▸ Listed records
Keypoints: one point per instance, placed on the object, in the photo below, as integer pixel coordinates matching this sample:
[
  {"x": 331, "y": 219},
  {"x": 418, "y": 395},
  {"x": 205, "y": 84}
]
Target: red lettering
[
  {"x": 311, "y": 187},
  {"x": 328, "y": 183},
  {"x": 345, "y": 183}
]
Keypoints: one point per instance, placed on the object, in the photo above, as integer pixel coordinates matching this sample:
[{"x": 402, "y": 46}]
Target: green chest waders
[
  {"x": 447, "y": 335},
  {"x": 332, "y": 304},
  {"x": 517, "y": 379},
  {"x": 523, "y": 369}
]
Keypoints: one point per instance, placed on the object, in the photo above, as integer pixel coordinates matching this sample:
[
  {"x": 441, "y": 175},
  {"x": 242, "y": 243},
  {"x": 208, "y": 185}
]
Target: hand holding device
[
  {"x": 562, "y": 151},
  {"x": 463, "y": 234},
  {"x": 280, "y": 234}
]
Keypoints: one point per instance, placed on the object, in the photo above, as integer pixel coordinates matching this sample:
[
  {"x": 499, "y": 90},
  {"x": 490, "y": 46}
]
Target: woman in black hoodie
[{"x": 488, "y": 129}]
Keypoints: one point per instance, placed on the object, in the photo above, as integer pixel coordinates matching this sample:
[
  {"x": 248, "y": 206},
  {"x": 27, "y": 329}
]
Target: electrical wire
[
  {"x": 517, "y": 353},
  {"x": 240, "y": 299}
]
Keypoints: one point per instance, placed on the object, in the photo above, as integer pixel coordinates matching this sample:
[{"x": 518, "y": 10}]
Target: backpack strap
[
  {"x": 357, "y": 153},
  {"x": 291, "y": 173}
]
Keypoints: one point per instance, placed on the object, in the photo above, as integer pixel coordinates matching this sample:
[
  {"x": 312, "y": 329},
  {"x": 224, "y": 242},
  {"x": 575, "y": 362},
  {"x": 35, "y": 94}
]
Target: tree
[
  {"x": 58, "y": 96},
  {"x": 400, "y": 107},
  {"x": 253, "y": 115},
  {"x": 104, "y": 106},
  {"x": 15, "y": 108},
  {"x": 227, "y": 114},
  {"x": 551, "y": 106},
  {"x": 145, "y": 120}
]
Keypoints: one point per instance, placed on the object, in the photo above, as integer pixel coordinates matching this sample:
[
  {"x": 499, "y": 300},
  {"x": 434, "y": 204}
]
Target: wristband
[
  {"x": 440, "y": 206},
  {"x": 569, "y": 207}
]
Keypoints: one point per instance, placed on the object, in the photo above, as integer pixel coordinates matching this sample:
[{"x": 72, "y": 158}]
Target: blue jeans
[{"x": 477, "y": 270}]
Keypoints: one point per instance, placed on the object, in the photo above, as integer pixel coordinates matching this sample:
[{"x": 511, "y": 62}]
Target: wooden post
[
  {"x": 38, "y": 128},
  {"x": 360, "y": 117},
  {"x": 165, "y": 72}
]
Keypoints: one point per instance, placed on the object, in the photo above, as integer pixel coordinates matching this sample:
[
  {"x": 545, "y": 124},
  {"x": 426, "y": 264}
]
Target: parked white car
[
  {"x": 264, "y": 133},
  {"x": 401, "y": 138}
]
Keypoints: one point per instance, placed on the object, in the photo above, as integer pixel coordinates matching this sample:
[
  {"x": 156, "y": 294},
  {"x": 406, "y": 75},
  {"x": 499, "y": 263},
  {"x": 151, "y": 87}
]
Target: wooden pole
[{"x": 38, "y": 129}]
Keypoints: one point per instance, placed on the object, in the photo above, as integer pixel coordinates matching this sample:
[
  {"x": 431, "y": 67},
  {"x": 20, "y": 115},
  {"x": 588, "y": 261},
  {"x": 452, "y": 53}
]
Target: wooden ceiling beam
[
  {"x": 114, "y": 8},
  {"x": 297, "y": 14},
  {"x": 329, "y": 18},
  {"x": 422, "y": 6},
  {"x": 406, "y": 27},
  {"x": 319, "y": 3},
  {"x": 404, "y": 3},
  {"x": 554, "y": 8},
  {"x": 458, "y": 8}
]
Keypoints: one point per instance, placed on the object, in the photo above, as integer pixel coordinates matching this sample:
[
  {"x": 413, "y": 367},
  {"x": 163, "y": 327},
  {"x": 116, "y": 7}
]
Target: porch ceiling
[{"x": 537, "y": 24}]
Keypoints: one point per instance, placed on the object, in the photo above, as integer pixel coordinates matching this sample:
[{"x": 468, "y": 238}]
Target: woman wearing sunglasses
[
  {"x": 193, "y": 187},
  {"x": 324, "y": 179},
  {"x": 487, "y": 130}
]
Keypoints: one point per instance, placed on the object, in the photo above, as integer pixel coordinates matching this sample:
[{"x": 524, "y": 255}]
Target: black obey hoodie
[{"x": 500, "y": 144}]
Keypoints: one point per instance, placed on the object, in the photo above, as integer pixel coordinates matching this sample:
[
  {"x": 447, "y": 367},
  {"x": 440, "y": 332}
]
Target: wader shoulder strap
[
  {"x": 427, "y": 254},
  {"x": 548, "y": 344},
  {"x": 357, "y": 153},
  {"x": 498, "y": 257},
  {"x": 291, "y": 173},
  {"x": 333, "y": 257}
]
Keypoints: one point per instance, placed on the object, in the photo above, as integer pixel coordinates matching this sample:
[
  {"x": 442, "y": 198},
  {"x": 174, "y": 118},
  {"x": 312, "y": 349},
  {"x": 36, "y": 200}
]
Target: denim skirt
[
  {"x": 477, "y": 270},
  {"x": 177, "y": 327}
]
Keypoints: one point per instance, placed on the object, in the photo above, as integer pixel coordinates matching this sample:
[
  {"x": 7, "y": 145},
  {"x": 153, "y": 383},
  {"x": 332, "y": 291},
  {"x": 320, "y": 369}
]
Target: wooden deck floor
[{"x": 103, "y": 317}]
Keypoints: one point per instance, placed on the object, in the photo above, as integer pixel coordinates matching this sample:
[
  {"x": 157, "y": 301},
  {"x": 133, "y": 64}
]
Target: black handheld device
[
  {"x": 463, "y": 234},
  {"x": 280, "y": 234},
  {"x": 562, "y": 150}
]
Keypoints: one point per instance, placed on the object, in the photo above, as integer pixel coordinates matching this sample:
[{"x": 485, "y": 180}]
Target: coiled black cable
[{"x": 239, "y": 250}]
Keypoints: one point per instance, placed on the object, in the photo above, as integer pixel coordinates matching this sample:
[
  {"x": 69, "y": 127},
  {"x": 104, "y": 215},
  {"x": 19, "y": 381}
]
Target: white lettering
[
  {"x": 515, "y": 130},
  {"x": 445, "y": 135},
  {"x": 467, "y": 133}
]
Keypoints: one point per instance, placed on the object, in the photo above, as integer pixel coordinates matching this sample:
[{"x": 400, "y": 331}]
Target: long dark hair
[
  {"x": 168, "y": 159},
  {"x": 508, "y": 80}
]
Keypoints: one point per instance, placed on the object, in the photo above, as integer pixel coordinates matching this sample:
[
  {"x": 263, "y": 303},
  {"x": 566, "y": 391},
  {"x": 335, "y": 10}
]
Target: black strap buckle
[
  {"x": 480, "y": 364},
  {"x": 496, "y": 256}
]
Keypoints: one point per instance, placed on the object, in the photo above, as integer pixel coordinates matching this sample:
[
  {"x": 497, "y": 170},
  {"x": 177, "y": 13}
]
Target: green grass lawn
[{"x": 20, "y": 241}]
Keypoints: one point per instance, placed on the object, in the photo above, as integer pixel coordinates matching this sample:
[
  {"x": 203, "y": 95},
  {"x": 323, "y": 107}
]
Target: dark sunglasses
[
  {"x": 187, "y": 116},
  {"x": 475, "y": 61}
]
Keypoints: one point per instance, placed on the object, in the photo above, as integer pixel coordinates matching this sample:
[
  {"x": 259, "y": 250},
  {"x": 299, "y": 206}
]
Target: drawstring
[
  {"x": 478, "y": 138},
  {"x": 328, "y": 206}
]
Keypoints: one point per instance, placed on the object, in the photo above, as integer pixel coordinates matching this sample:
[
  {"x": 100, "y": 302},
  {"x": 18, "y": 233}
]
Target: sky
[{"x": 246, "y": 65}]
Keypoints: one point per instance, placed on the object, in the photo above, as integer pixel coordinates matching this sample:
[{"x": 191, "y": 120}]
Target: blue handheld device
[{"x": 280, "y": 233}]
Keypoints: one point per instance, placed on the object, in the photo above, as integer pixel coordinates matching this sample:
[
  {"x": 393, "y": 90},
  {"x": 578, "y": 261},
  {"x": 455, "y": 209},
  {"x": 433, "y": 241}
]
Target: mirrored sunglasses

▸ Task statement
All lines from the one that has "Target: drawstring" through the end of the material above should be returned exactly; omit the rest.

▸ Reply to the exercise
Target: drawstring
[
  {"x": 478, "y": 138},
  {"x": 328, "y": 206}
]
Keypoints: one point per instance, placed on the object, in the photo above, as integer pixel coordinates matching this sample:
[
  {"x": 100, "y": 302},
  {"x": 18, "y": 233}
]
Target: sky
[{"x": 246, "y": 65}]
Keypoints: one point per instance, placed on the object, in the photo above, as integer pixel coordinates matching this sample:
[{"x": 191, "y": 120}]
Target: blue handheld device
[{"x": 280, "y": 233}]
Keypoints: one point per instance, placed on the object, in the photo above, as integer pixel coordinates matching this sample:
[
  {"x": 393, "y": 90},
  {"x": 578, "y": 261},
  {"x": 455, "y": 209},
  {"x": 433, "y": 241}
]
Target: mirrored sunglasses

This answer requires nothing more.